Von Ina Otto 14.09.2001, 16:04

Roßlau/MZ. - Punkt zwölf Uhr schlugen gestern die Kirchenglocken und mahnten auch die Roßlauer Bürger, in drei Schweigeminuten der Opfer der Terroranschläge in den USA zu gedenken. Am Pausenhof des Goethe-Gymnasiums stand eine Traube von rund 20 Schülern, die schweigend in die Flammen von Kerzen blickten.

In Eigeninitiative hatte am Donnerstag abend die Zwölftklässlerin Annemarie Gramsch diese Gedenkminuten der Gymnasiasten organisiert. Mit einer Ketten-SMS und Flugblättern rief sie ihre Mitschüler auf, ebenfalls Solidarität mit den Terroropfern und ihren Angehörigen zu üben.

Dafür wurde sie jedoch gestern von der Schulleitung zunächst zur Rechenschaft gezogen, wie sie berichtet. "Man hat gesagt, dass wir uns nicht hier versammeln dürfen, weil diese Demonstration nicht von der Schulleitung genehmigt sei", schilderte Annemarie Gramsch die Reaktionen einiger Lehrer auf die Ansammlung, die letztlich aber doch stattfinden durfte.

## Bearbeitungshinweise
Schreibe den Bericht über die Schweigeminuten am Roßlauer Goethe-Gymnasium im Anschluss an seinen letzten Satz weiter. Das nachstehende Material stammt aus einer anderen Quelle als der Bericht.

## Material zur Prüfung
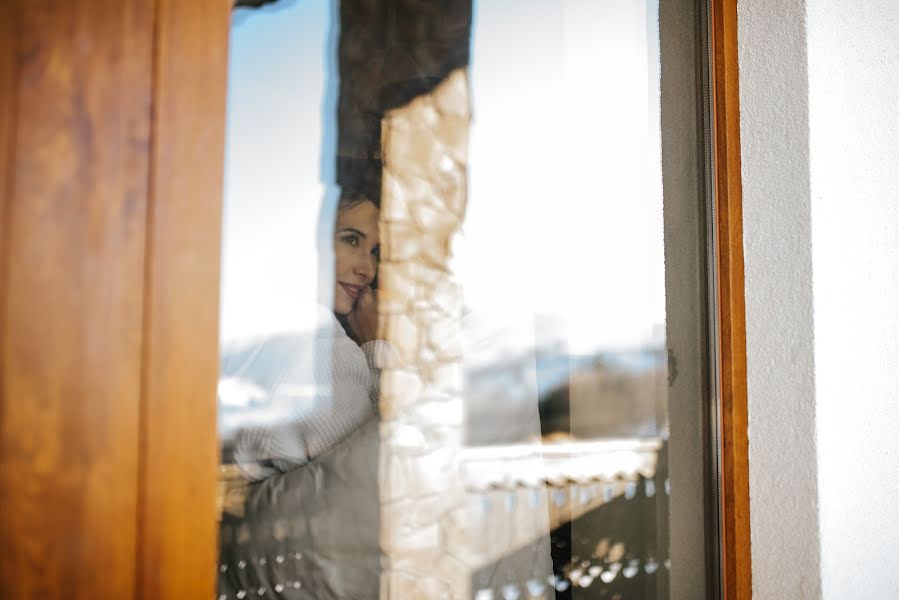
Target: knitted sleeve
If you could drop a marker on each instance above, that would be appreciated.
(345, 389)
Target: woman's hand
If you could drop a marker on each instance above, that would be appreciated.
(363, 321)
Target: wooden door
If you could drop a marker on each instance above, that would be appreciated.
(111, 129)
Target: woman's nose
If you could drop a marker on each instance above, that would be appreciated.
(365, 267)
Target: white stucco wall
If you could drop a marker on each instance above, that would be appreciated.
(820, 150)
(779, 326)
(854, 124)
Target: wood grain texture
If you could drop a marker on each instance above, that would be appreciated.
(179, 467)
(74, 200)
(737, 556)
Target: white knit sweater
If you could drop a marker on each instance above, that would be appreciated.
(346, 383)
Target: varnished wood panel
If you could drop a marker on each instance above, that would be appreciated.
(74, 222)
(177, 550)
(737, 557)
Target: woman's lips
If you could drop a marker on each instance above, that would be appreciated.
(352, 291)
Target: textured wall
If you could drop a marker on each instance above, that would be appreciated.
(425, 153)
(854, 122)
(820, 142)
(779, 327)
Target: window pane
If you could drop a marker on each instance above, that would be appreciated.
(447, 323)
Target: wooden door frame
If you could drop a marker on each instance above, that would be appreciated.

## Ergebnis der Aufgabe
Nur wenige der Lehrkräfte beteiligten sich gestern auf dem Pausenhof an den Schweigeminuten, zu denen die Europäische Union aufgerufen hatte. Einige Klassenleiter waren jedoch mit ihren Schülern in der evangelischen Kirche zum Gottesdienst und deshalb nicht auf dem Schulhof zugegen.

Auch sonst seien die Reaktionen der Lehrer an diesem Gymnasium auf die Terroranschläge sehr zurückhaltend gewesen. Nur wenige, sagten Annemarie und einige Mitschüler, hätten sich im Unterricht die Zeit genommen, das Geschehene zu kommentieren und darüber zu reden. Wenigstens im Ethikunterricht hätten sie das erwartet. "Doch da haben wir am Mittwoch einen Test geschrieben, statt zu reden", berichten mehrere Zwölftklässler.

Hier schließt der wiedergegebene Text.